▸ TEXT

start

You can picture us as microscopic organisms living in a tiny tidepool somewhere. We frantically search for nutrients and resources under the surface of the water, never knowing of anything more. Life is completely satisfying and self-sustaining under the surface, but if any of us were to pop our heads above the water and see the vast world beyond the pool, we'd wonder what the Hell we were prizing our life there for.

On a less maudlin (but still boundless) note, I made a program on my NES that can display all the graphics ever possible and ever made. It does this by displaying all the possible bit patterns in a four-colour 8x8 region. If this were to be allowed to complete its cycle, it would eventually show every 8x8 font in every script, all the letters of the alphabet, all the possible Arabic symbols, all the Japanese syllabary, all the graphics in all the NES games made, all the copyrighted and trademarked images, everything. It's neat to watch, and it's educational.

end

▸ EXERCISE INSTRUCTIONS
(a) Echo the records, from the line containing "any strawberry slice" through the end of the records.
(b) Carry on the passage about the tidepool and the NES graphics program, starting after its final sentence.

▸ DATA FOR THIS EXERCISE

start

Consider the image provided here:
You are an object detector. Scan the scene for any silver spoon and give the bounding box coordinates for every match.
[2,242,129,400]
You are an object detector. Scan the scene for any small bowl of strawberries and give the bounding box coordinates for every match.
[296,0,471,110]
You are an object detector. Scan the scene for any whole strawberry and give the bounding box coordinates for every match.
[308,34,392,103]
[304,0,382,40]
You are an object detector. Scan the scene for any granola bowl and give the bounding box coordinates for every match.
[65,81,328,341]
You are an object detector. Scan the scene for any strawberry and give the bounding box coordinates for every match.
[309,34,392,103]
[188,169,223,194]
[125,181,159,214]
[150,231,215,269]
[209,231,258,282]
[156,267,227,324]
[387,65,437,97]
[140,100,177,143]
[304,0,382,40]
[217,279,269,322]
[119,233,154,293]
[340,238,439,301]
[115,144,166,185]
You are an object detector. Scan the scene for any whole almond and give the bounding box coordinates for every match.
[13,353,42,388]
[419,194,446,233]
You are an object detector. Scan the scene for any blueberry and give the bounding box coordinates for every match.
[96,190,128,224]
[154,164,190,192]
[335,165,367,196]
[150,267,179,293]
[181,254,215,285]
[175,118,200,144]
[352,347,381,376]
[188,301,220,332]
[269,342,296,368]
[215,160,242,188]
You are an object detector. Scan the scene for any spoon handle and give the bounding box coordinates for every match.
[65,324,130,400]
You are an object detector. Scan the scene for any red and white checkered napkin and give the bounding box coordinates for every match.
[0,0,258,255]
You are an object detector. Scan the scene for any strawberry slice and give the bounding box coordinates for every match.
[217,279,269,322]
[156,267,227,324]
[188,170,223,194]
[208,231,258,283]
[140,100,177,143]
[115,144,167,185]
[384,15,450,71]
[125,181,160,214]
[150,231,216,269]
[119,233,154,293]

end

▸ EXPECTED ANSWERS
(a)
You are an object detector. Scan the scene for any strawberry slice and give the bounding box coordinates for every match.
[217,279,269,322]
[156,267,227,324]
[188,170,223,194]
[208,231,258,283]
[140,100,177,143]
[115,144,167,185]
[384,15,450,71]
[125,181,160,214]
[150,231,216,269]
[119,233,154,293]

(b)
The catch? There are around 340,000,000,000,000,000,000,000,000,000,000,000,000 different possible images that the program can make before the cycle is completed. At 60 different images per second, it will take 180,000,000,000,000,000,000,000,000,000 years to complete. For a clue to the reason why this will never happen, see the paragraphs above.

Fri., Dec. 3, 1999
Here's my tip of the week to you folks; heed it well. When faced with the choice of doing nothing and doing something, just do it!! I was coming home from a couple hours of work downtown, and I asked myself whether I wanted to go to the pawnshops to check and see if there were any good games there. I had planned not to, but I looked at my watch and realized that I would miss the next seabus no matter what I did. So, I said what the Hell and walked down Hastings street to check out the pawn shops. Lo and behold, in one of them were about 20 Famicom games!! I went home happy with 10 good ones that I had just bought. I would never have expected to find these in a pawn shop in the seediest part of town!

Tue., Dec. 14, 1999
Well, I just had my birthday recently. I turned 22, which is a significant number for me, at least. I generally regard the entire year that I was twelve as being the best year of my life, as well as probably the most eventful and influential. So, I'm reeling from the notion that it has been a full decade since I turned twelve. 1990 was the best year of my life, no doubt about that; so I will really start laying on the nostalgia come 2000.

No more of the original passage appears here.